- _Exercise goal_: Once the line containing "Target: futon backrest" is found in the entries below, reproduce it and every line after it, stopping at and including the line containing "Point out the wooden slat"; reproduce nothing else, and keep each line exact.
______
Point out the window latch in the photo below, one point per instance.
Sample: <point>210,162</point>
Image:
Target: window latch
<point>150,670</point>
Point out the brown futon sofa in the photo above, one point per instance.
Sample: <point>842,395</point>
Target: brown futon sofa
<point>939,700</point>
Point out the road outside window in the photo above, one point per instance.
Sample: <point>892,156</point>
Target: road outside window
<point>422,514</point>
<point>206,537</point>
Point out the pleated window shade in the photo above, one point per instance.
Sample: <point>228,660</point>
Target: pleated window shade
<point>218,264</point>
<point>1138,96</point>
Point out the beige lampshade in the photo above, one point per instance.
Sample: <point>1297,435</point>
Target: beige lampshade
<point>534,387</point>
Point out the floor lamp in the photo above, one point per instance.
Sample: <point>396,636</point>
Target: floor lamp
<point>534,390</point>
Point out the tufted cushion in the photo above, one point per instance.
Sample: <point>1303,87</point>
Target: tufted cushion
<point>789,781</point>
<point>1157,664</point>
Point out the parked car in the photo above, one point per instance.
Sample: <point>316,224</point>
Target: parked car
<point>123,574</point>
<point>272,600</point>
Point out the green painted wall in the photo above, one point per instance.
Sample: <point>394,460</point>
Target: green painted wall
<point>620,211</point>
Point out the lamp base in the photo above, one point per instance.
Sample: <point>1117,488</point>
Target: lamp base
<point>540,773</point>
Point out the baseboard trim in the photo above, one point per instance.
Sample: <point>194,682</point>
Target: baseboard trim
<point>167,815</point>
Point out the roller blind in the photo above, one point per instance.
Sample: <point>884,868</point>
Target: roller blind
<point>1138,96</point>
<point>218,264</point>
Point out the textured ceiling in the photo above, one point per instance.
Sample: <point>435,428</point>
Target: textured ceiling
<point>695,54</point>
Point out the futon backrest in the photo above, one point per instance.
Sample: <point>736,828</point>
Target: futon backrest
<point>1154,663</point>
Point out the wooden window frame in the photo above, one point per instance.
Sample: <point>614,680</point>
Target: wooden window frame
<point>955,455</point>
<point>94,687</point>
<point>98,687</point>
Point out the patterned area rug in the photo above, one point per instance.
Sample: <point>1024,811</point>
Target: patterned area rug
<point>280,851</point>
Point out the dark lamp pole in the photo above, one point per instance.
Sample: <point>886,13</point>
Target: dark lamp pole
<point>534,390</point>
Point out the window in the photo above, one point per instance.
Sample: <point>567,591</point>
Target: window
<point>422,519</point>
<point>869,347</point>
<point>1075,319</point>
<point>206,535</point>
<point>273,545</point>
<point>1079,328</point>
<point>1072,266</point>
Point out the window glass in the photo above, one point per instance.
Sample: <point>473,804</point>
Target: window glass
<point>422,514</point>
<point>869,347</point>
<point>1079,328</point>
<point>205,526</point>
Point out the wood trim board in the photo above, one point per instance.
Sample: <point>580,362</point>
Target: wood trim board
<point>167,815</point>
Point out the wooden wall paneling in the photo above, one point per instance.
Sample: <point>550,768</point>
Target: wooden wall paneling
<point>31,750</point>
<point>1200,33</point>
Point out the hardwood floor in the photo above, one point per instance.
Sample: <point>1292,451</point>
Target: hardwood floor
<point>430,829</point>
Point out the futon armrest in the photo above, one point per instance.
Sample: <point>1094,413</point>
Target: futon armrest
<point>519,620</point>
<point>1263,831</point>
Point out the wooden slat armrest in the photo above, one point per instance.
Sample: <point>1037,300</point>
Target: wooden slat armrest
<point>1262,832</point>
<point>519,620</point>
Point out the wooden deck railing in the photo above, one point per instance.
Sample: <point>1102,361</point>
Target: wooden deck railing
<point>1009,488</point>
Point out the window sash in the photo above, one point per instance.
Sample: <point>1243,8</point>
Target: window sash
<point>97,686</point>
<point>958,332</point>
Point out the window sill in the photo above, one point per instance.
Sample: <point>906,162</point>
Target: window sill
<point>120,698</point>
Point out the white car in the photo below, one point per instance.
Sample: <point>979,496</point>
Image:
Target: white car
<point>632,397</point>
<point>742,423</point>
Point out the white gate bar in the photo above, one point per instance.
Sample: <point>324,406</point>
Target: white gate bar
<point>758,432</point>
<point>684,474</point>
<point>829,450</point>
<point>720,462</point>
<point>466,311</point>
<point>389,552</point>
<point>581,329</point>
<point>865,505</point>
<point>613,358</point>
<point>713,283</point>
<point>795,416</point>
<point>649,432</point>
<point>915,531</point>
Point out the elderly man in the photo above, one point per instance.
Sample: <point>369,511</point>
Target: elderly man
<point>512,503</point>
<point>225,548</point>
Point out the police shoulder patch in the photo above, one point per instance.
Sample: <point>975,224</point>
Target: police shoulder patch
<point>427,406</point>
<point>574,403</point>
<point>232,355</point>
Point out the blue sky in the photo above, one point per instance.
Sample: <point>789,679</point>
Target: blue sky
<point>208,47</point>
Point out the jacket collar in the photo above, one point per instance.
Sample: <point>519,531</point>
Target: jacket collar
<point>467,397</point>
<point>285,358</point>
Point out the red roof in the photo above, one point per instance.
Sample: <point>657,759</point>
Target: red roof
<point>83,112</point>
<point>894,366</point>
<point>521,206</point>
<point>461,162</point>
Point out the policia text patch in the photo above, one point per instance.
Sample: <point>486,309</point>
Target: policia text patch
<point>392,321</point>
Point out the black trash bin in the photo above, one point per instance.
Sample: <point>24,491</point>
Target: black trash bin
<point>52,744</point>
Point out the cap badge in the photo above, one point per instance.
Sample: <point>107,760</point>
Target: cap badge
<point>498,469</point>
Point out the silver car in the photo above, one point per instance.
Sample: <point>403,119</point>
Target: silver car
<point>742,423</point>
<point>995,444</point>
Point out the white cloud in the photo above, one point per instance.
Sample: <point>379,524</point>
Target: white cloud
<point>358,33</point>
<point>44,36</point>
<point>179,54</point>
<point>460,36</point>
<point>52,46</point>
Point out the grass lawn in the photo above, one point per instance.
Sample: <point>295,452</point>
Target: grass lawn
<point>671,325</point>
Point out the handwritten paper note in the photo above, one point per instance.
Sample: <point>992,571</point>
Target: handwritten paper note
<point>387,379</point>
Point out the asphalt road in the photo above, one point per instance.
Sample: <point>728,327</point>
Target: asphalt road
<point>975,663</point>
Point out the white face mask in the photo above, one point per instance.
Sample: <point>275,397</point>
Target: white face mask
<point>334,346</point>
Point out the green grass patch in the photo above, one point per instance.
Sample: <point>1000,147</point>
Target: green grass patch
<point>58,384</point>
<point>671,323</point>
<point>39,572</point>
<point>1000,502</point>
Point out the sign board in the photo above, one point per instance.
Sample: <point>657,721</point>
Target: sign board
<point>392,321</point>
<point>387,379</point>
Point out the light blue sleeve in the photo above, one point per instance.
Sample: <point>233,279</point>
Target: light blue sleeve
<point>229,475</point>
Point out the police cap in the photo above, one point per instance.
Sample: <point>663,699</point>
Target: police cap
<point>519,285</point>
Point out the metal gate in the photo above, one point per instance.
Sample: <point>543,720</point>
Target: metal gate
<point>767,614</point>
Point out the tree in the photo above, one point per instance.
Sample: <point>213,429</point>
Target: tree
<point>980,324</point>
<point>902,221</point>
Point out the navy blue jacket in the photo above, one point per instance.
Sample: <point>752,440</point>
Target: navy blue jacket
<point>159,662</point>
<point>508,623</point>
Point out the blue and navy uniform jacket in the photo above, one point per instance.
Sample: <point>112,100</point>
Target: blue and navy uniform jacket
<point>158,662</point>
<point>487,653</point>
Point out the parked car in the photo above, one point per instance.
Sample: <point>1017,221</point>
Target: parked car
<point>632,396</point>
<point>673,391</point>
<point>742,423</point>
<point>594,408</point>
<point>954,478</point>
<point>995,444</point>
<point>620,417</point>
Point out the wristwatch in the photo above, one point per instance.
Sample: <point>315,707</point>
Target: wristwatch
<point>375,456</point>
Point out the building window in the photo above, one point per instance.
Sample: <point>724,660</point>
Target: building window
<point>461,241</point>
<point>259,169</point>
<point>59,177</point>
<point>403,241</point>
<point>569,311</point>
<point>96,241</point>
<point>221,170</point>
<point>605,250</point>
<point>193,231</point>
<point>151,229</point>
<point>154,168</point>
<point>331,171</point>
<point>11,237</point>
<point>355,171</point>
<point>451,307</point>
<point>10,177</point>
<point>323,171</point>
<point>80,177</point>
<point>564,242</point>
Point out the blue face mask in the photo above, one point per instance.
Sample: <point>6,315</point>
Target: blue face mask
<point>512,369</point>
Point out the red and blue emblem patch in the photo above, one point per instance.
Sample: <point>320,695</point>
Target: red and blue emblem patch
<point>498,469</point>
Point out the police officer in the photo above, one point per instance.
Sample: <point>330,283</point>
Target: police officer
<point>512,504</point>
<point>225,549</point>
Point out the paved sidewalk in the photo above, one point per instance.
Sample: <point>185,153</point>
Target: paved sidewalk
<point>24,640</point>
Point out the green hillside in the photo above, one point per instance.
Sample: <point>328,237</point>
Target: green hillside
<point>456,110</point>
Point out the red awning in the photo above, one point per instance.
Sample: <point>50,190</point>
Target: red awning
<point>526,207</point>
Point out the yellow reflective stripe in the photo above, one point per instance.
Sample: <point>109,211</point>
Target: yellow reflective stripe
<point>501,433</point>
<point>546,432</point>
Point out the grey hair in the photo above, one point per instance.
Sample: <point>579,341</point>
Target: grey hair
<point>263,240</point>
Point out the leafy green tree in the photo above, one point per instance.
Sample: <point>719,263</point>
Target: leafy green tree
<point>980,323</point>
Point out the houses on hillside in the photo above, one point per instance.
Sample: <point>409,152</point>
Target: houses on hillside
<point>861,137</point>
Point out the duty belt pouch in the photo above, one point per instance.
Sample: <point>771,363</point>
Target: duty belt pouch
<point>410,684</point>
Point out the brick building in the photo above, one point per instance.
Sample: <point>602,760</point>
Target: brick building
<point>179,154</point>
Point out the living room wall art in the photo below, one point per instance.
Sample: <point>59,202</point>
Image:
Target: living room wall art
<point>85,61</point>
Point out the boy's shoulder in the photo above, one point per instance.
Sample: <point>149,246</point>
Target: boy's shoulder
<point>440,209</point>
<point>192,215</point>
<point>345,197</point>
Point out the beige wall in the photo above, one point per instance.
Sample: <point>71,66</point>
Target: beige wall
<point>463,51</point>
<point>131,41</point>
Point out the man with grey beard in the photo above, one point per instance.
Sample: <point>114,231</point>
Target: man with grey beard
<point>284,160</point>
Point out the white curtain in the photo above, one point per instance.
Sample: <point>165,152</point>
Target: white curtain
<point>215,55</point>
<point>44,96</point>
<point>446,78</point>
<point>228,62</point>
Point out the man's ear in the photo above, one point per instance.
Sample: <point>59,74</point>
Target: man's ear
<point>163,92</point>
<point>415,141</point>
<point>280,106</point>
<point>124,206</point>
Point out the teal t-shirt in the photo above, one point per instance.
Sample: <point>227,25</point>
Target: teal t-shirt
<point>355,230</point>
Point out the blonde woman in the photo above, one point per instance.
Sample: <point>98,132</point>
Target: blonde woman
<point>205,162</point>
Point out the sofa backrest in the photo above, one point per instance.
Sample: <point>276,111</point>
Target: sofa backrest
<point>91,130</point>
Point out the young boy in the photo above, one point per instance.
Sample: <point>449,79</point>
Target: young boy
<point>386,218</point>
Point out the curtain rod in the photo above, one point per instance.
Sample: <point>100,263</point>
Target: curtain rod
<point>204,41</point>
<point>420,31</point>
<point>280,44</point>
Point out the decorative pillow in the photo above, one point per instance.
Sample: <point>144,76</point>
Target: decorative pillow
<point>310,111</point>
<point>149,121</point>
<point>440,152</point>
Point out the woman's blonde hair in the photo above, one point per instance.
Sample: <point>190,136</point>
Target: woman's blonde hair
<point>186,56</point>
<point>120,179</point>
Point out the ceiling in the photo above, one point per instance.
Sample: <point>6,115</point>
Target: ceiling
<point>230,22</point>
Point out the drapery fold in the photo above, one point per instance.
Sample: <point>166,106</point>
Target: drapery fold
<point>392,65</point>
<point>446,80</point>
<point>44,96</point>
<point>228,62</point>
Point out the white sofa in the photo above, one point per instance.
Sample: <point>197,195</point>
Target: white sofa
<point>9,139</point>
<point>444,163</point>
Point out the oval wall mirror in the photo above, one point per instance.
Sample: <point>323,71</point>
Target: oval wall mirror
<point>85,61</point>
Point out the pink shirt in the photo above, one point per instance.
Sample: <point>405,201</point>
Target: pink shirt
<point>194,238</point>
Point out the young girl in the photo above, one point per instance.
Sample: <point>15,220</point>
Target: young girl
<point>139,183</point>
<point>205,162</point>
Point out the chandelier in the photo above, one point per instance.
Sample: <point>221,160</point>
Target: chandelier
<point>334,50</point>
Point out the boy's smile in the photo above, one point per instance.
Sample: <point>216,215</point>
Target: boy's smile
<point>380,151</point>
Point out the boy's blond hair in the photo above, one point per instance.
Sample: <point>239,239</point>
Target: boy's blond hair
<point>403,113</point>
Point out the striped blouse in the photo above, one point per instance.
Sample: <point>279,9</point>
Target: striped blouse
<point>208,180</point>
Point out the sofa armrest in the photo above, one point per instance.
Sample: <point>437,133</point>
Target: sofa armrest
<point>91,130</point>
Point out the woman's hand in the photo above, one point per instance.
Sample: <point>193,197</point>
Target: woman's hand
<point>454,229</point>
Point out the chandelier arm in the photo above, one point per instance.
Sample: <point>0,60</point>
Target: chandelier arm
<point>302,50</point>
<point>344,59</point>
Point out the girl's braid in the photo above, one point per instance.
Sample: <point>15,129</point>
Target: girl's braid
______
- _Solution to this exercise_:
Target: futon backrest
<point>1154,663</point>
Point out the wooden window frame in the photo above, one point per instance.
Sample: <point>614,680</point>
Target: wooden window frame
<point>955,455</point>
<point>94,687</point>
<point>98,687</point>
Point out the patterned area rug in the photo above, one point per instance.
Sample: <point>1024,811</point>
Target: patterned area rug
<point>280,851</point>
Point out the dark lamp pole in the photo above, one point per instance.
Sample: <point>886,13</point>
Target: dark lamp pole
<point>534,390</point>
Point out the window in the photo above, one point per instance.
Sample: <point>567,591</point>
Target: window
<point>422,519</point>
<point>869,347</point>
<point>1075,319</point>
<point>206,535</point>
<point>273,545</point>
<point>1079,328</point>
<point>1072,266</point>
Point out the window glass in the photo above, one point per instance.
Sample: <point>473,804</point>
Target: window glass
<point>422,514</point>
<point>869,347</point>
<point>1079,328</point>
<point>205,526</point>
Point out the wood trim board in the photo above, one point per instance.
Sample: <point>580,362</point>
Target: wood trim board
<point>167,815</point>
Point out the wooden wall paneling in the photo above, one point per instance.
Sample: <point>550,768</point>
Target: wooden wall paneling
<point>31,750</point>
<point>1200,33</point>
Point out the hardwood floor in the photo above, one point per instance.
Sample: <point>1292,451</point>
Target: hardwood floor
<point>430,829</point>
Point out the futon armrest in the photo above, one point per instance.
Sample: <point>1094,413</point>
Target: futon armrest
<point>519,620</point>
<point>1263,831</point>
Point out the wooden slat armrest in the photo above, one point per instance.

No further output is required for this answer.